▶ [Texto proporcionado]:
◇ ◇ ◇
Recuerdo mi casa, la casa en la que me crié hasta bien
entrada mi adolescencia. La casa en la que crecí, en la que viví una hermosa
niñez, y en la que sufrí el fallecer de mis abuelos maternos. Y aunque la dejé
atrás hace ya varios años, para mí esa siempre será mi casa, mi hogar, y no el
lugar donde me digno vivir ahora.
En esa casa también fue donde tuve mis ensoñaciones más
maravillosas y mis pesadillas más horripilantes, sobre todo en la época que
llenó mi corazón de tristeza y desazón tras comprobar que la muerte no olvidaba
a nadie aunque fueran personas buenas y sufridoras.
Quizá el sueño que os voy a contar sea uno de los que más
malestar me ha provocado tras despertarme, y se ha mantenido en mi memoria
durante todos estos años.
Os lo resumo de esta manera:
Mi antiguo hogar estaba situado en el popular Barrio de
Santa María, en una casa de pasillos largos y patio al aire libre, donde las
habitaciones se sucedían en una distribución caprichosa y arbitraria, antigua
casa de vecinos que actualmente se había reestructurado sin mucho éxito en tres
casas individualizadas. Como la casa en general era pequeña, tras fallecer mis
abuelos trasladaron mi cama a donde se encontraba la de mi abuela, justo en el
mismo lugar. Ni que decir tiene que una estancia donde reposara mi querida
antepasada podía darme de todo menos miedo, pero lo cierto es que, aun en la
tranquilidad de mi nuevo y espacioso lugar de esparcimiento, las pesadillas
venían a perturbar mis sueños.
◇ ◇ ◇
▶ [Enunciado]:
Escribe la continuación del relato sobre la casa de la infancia a partir de su última oración. Las líneas que aparecen más abajo no cumplen ninguna función aquí.

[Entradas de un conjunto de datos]
◇ ◇ ◇
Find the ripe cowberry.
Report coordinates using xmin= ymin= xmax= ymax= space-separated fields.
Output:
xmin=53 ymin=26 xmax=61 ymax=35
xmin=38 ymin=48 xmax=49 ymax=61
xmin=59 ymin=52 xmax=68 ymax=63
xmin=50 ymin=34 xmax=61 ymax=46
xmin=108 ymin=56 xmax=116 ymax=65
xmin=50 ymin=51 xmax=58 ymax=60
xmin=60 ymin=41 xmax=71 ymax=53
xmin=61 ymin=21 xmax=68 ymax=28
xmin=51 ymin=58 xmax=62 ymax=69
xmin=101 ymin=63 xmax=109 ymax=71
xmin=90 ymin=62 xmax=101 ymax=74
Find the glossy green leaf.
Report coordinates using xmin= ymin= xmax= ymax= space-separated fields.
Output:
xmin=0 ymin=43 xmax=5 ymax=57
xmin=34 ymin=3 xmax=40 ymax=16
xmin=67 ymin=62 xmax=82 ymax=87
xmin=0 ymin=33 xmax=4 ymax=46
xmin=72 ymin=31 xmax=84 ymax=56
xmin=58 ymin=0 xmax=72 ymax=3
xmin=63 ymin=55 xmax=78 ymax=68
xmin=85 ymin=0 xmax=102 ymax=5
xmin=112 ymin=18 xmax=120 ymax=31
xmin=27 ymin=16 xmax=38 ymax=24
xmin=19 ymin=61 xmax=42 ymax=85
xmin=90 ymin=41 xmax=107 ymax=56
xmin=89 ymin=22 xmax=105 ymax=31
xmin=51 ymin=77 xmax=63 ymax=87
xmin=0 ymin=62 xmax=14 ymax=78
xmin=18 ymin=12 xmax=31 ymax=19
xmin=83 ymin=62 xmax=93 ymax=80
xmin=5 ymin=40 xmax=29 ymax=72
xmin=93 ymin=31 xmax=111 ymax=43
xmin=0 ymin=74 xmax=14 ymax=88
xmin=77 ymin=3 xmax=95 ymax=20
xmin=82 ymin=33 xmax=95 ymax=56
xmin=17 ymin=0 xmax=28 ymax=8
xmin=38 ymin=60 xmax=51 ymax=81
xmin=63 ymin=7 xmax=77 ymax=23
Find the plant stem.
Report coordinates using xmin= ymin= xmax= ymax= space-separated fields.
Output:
◇ ◇ ◇
▶ [Resultado final]:
En esta ocasión, recuerdo que una extraña sensación de
pesadez, pesadez física pero intangible, como un humo espeso invisible pululaba
sobre mi cuerpo rígido, inmóvil, hasta el punto de parecer posarse en forma de
entidad corpórea fuera del alcance de mis ojos, que no de mi tacto. La notaba
fluir, recorrer mis extremidades como en una serie de descargas eléctricas de
naturaleza animal, viva. Los dedos de los pies y los de las manos estaban como
congelados, fríos e inamovibles, y me dolían mucho. Pero lo que más me dolía
era el pecho, que lo notaba aprisionado como si alguien pesado se hubiera
sentado sobre mí y no me dejara respirar. Intentaba tomar aire y el gesto se
quedaba a medias, y no podía ni expulsar aire ni mucho menos soltarlo. Y además
era un círculo vicioso porque la sensación de ahogo me descoordinaba aún más y
me impedía pensar con claridad.
Como no veía nada inusual a pesar de distinguir las formas
de los muebles y utensilios que tenía en mi cuarto habitualmente, gracias a la
luz de la escalera que se colaba por una ventana alta en forma de medio círculo
que coronaba la puerta de entrada, la situación se me hacía más irreal y
sofocante.
La claridad de detalle y el hecho de sentir dolor y de ser
capaz de pensar, aunque de manera limitada, constataban que aquello no era un
sueño, tanto realismo y nitidez no podían ser imaginarios, pero aquella
sensación no podía ser real. Es como si estuviera en dos mundos a la vez, o eso
quería creer.
Intenté levantar la mano derecha para golpear la pared y
despertar a mis padres que dormían al otro lado, para que me ayudaran, pero no
podía moverme ni un centímetro, ni siquiera estirar los dedos o flexionarlos.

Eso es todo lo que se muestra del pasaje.